Text excerpt:
====

In the broadest sense, though, Biden’s options are limited. As if to underscore that very point, he asked people to wear masks, as he has been doing for months. “I know we all wish we could be done with wearing masks,” the president said. “I get it.” The remark could have come from the 2020 presidential campaign, a sign of how deep cultural divisions over the pandemic have become and how difficult those divisions have been to breach.
Indeed, the president seemed far more animated in recent days talking about the Capitol attack on Jan. 6, 2021, and the need to protect democracy than he did in offering all-too-familiar advice about the safety of vaccines and efficacy of masks.
Biden seemed most spirited in venting about what he called “the pandemic of the unvaccinated,” a phrase that has long been controversial but nevertheless reflects a challenging reality on both medical and political fronts. Having come into office promising to end the pandemic, Biden has been confounded by new variants (first Delta, then Omicron), Republican opposition and his own administration’s lack of preparedness, most notably when it comes to procuring rapid tests and high-quality masks during the summer’s all-too-brief pandemic lull.
“I know we’re all frustrated,” Biden said Thursday. That frustration has been evident in recent weeks as the nation wonders just what it will take to bring the coronavirus to heel. “ENDLESS,” blared a Thursday headline on the Drudge Report.
The president trained his own frustration on those who were “sitting on the sidelines and, worse, standing in the way,” a presumable reference to Republicans who have challenged him on masks, vaccines and other public health measures.
Once again he described the current COVID-19 conditions — record or near-record new infections per day, crowded hospitals, closed schools — as exacerbated by the millions of Americans who have refused to get inoculated. Numerous clinical studies and real-world scenarios have shown that people who are vaccinated — and especially so with the added protection of a booster shot — are extremely well protected against severe and critical disease when it comes to any strain of the coronavirus.
“They are crowding our hospitals,” Biden complained of unvaccinated people. Some public health officials believe that singling out the unvaccinated is both poor policy and poor messaging, but Biden is anxious to convey to the more than 200 million vaccinated Americans that the current Omicron surge does not pose a severe threat.
“The majority of the country is safe from severe COVID-19 consequences,” Biden said. But few are protected entirely from the social and economic disruptions that high infection rates pose.
Democrats recognize that their arguments and appeals could be losing efficacy in the face of widespread public disenchantment, but they also aren’t ready to declare that the pandemic is winding down, given their commitment to listening to scientific expertise.
That has left them few choices but to air their grievances, as Biden did on Thursday.

====

The data:

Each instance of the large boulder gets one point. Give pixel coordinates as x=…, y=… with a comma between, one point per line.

====

What to work on:
1. In the Biden pandemic excerpt, which new variants are named as having confounded Biden?
2. Extract the passage of the Biden pandemic excerpt from "Indeed, the president" up to and including "all-too-brief pandemic lull.", copying it word for word.

Results of the exercise:
1. Delta and Omicron.

2.
Indeed, the president seemed far more animated in recent days talking about the Capitol attack on Jan. 6, 2021, and the need to protect democracy than he did in offering all-too-familiar advice about the safety of vaccines and efficacy of masks.
Biden seemed most spirited in venting about what he called “the pandemic of the unvaccinated,” a phrase that has long been controversial but nevertheless reflects a challenging reality on both medical and political fronts. Having come into office promising to end the pandemic, Biden has been confounded by new variants (first Delta, then Omicron), Republican opposition and his own administration’s lack of preparedness, most notably when it comes to procuring rapid tests and high-quality masks during the summer’s all-too-brief pandemic lull.